### PROBLEM DESCRIPTION
Pick out and copy every line in the entries below that contains the string "plant". Case counts, so a line matches only if its capitalization agrees.

A block of data:
* BEGIN *
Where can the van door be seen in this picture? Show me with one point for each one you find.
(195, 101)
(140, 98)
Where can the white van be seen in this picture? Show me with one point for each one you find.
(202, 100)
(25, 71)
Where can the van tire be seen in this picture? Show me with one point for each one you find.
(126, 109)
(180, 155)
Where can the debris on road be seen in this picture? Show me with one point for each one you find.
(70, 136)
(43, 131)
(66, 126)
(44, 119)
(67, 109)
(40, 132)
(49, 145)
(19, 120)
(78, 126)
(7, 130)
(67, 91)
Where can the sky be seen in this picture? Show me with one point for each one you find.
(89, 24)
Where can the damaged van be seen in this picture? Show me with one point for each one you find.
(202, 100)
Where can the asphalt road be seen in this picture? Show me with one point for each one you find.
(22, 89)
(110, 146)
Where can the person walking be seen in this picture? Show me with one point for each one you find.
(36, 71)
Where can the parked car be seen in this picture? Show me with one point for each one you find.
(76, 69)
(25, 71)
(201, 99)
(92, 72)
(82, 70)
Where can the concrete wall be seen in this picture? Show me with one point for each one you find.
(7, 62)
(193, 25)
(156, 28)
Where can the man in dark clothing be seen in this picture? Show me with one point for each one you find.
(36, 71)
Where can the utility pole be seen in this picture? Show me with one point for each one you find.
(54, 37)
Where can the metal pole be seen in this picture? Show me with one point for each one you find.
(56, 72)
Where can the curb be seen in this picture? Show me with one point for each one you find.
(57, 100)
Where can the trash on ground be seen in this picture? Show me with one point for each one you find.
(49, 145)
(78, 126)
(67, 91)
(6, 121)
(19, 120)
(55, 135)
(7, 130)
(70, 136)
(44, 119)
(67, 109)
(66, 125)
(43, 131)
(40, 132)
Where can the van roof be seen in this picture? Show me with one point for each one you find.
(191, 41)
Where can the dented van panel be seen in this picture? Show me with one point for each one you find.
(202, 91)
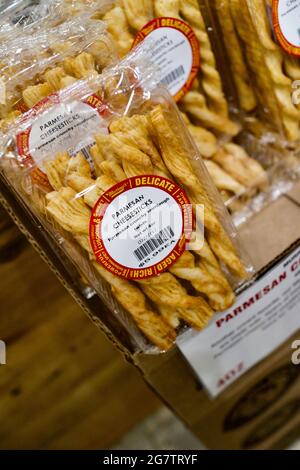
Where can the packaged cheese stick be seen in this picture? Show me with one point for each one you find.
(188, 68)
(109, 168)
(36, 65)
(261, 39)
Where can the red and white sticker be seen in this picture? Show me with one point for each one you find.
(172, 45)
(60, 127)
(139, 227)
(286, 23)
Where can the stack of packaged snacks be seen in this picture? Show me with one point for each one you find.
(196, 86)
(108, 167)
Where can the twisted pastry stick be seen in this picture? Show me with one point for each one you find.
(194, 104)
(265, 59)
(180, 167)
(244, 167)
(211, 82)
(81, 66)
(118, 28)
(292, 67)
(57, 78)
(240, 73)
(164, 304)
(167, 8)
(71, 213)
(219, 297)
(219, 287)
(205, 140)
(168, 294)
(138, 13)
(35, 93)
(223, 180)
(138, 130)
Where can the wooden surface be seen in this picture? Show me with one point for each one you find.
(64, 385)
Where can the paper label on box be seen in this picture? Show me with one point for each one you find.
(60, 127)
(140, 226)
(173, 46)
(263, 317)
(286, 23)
* END *
* BEGIN *
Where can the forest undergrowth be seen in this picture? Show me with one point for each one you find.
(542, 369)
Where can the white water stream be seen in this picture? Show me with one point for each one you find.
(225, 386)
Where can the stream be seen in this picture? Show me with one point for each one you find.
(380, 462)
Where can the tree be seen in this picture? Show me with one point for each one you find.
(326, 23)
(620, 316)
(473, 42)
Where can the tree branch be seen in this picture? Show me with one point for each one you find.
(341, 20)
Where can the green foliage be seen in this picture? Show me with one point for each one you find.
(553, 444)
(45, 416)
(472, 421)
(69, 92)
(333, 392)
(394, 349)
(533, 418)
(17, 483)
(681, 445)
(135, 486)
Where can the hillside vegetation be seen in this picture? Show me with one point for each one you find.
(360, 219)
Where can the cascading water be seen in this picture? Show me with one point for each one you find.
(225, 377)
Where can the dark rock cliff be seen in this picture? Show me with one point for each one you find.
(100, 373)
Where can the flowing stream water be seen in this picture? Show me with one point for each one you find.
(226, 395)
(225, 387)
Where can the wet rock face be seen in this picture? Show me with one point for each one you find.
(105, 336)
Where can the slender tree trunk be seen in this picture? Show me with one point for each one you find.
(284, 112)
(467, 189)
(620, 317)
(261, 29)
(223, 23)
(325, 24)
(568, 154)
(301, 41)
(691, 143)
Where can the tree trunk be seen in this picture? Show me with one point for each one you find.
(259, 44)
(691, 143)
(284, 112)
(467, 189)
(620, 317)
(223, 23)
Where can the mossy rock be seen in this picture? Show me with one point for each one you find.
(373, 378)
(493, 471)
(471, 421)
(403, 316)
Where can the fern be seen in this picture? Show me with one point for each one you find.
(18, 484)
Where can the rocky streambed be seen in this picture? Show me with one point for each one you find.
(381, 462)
* END *
* BEGIN *
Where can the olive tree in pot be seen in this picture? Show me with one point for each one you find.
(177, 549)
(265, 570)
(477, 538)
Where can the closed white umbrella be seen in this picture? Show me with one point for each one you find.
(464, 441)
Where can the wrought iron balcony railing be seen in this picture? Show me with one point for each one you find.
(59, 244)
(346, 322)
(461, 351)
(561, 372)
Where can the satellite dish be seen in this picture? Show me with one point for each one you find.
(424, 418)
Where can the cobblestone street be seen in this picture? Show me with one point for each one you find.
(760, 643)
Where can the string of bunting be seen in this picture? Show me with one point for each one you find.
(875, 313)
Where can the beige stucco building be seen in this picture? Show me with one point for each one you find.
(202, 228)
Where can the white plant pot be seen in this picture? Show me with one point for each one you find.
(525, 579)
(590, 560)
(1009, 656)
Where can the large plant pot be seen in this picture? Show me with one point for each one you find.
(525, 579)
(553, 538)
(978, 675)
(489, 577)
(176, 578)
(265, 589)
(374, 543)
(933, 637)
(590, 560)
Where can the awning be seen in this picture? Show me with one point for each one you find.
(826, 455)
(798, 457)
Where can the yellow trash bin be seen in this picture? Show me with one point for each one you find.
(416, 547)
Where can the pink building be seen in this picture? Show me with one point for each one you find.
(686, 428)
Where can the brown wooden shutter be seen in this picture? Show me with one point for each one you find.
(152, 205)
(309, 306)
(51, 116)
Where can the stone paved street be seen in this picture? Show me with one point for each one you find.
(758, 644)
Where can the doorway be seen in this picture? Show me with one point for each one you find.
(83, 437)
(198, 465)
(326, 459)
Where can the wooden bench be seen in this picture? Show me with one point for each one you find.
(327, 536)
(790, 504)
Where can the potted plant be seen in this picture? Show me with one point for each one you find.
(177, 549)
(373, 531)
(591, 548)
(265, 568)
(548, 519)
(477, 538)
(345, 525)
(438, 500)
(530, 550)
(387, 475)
* END *
### EXERCISE OUTPUT
Where can the white plant pot be seen in this picture? Show me with one point for each one you find.
Where can the large plant pot be seen in this picture? Show me with one point for each one you find.
Where can the potted plant be seen in this picture? Show me with one point for each one you find.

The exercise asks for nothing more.